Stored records
_ _ _ _

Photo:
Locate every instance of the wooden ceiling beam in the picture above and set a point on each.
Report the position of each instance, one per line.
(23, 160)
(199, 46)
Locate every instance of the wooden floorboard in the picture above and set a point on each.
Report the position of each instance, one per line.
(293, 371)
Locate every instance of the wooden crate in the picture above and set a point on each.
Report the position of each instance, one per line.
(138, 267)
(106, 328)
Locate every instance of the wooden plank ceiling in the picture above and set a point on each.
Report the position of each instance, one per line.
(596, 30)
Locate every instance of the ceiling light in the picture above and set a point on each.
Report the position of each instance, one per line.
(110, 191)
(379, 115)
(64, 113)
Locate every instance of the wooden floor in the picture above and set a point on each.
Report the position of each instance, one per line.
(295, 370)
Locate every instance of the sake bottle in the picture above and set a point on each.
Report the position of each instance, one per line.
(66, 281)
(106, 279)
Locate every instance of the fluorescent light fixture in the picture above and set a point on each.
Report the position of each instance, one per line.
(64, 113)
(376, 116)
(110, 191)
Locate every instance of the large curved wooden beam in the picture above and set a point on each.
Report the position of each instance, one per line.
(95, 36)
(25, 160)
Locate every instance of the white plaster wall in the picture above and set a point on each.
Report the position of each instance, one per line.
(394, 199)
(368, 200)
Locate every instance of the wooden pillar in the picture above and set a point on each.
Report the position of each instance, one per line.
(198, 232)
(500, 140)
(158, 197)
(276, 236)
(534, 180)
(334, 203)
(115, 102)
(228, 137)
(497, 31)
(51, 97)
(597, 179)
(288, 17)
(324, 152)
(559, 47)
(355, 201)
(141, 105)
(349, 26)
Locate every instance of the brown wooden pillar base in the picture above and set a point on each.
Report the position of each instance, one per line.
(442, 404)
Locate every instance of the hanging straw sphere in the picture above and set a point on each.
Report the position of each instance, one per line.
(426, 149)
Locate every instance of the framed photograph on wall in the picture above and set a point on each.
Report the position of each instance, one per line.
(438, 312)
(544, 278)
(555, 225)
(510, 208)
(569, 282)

_ _ _ _

- **TASK PROMPT**
Return what is listed above, exactly and completely.

- **REPLY TO THE TASK**
Photo:
Locate every instance of the wooden ceiling beam in the picture above and set a point on each.
Report the position of each instance, one per line.
(23, 160)
(199, 46)
Locate every instance of the wooden floorboard in the picture above and set a point on each.
Report the position of each instance, one per line.
(293, 371)
Locate every instance of the wooden crate in the picture above and set a point on each.
Report the position of each instance, one per line.
(138, 267)
(106, 328)
Locate every instance of the wooden plank ceiling in the picture above and set a point on each.
Report the position of each instance, one per line.
(596, 30)
Locate every instance of the ceiling light in the picture above and set a point on each.
Report the position of each instance, one per line.
(110, 191)
(379, 115)
(64, 113)
Locate every instance of the wooden floor in the picture above and set a point on each.
Report the position of each instance, one per line.
(295, 370)
Locate every instance of the sake bottle in the picture above and set a point on each.
Report the position of each instance, one per line.
(66, 281)
(106, 279)
Locate every instance of the fluorescent light fixture in the picture above and set a point on each.
Report the position of each instance, one per line.
(64, 113)
(376, 116)
(110, 191)
Locate every instance of the large curved wooden beam in the picture above and set a point on each.
Report the position of each instance, one per line.
(95, 36)
(25, 160)
Locate every instance of the white plaster wall in the picture above and set a point on each.
Report the position of each instance, one per line.
(394, 199)
(368, 200)
Locate every instance of the wooden pillar in the picture above and set a point on each.
Report the position of each instance, one per line.
(198, 232)
(500, 140)
(158, 197)
(276, 236)
(534, 180)
(334, 203)
(115, 102)
(228, 137)
(497, 31)
(51, 97)
(597, 179)
(288, 17)
(324, 152)
(559, 47)
(355, 201)
(141, 105)
(349, 26)
Locate every instance of the brown wooden pillar base in the picture above and set a point on each.
Report the position of each instance, one per line.
(442, 404)
Locate every instance of the hanging straw sphere in the picture above and set a point on each.
Report the position of each instance, one per line.
(426, 149)
Locate every instance of the framed photograph on wall in the picture above and set a point on each.
Report the position of each instance, one per line.
(438, 312)
(544, 278)
(555, 225)
(510, 208)
(569, 282)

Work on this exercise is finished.